THE PROBLEM: Could you repeat the records shown below exactly as written?

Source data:

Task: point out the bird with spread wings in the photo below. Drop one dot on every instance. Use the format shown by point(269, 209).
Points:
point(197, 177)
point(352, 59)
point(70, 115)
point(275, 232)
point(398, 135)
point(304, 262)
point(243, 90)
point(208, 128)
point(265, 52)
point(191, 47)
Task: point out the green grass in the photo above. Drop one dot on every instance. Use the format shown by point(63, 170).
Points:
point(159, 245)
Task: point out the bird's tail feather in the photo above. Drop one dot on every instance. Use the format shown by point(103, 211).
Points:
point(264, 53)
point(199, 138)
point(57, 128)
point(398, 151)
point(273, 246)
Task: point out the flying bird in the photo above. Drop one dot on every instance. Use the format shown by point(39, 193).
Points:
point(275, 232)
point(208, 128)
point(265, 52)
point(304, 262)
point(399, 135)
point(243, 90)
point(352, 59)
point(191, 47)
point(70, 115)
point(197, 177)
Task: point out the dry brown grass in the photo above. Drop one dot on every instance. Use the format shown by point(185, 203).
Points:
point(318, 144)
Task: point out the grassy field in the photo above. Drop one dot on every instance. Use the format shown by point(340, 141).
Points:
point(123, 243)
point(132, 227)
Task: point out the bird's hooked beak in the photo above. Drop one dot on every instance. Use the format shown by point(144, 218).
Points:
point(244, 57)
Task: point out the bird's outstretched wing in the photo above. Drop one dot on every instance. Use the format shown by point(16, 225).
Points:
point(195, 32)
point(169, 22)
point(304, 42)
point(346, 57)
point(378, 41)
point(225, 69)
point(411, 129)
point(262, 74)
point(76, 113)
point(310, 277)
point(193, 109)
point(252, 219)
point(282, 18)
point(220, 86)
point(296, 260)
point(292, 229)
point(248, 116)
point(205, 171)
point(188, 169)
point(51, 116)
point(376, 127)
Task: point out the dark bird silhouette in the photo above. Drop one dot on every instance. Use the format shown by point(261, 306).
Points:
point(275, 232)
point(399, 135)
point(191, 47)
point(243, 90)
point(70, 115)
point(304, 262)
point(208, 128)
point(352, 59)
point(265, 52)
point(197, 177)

FINISHED TASK:
Task: point out the bird with spread wings in the photo below. Drop one dot on every instance. Use the format shown by point(269, 209).
Points:
point(197, 177)
point(352, 59)
point(70, 115)
point(275, 232)
point(398, 135)
point(304, 262)
point(243, 90)
point(208, 128)
point(265, 52)
point(191, 47)
Task: point out the green grass in the photo above. Drop one dot on every instance. Use the format shown by point(63, 170).
Points:
point(159, 245)
Task: point out the bird's tail feather in the photo above. Drop one dot on every instance. Use the format shown by point(103, 211).
Points:
point(264, 53)
point(199, 138)
point(57, 128)
point(398, 151)
point(273, 246)
Task: point out the flying bird in the photo above. Drop one dot on every instance. Use the format shown by point(39, 193).
Points:
point(275, 232)
point(208, 128)
point(265, 52)
point(304, 262)
point(399, 135)
point(243, 90)
point(352, 59)
point(191, 47)
point(70, 115)
point(197, 177)
Task: point out the dry brown grass in the photo above. Drop one dot on every instance. Use the format shown by point(185, 203).
Points:
point(318, 144)
Task: point out the grassy field in the photo above. Drop one dot on every instance. Use the format shown by point(340, 141).
Points:
point(123, 243)
point(132, 227)
Task: point out the bird's hooked beak in the photo above. Drop one dot on every instance. Use the format shown by point(144, 218).
Points:
point(244, 57)
Task: point out the bird's outstretched wing in the photo above. Drop one dot on every instance. Use the format shown by point(16, 225).
Points:
point(195, 32)
point(169, 22)
point(304, 42)
point(346, 57)
point(378, 41)
point(225, 69)
point(411, 129)
point(262, 74)
point(76, 113)
point(310, 277)
point(193, 109)
point(252, 219)
point(282, 18)
point(220, 86)
point(296, 260)
point(292, 229)
point(248, 116)
point(205, 171)
point(188, 169)
point(51, 116)
point(376, 127)
Task: point out the dark bird silhouette in the photo above. Drop one dot on every instance. Use the format shown by point(261, 306).
Points:
point(275, 232)
point(399, 135)
point(191, 47)
point(243, 90)
point(70, 115)
point(304, 262)
point(208, 128)
point(352, 59)
point(265, 52)
point(197, 177)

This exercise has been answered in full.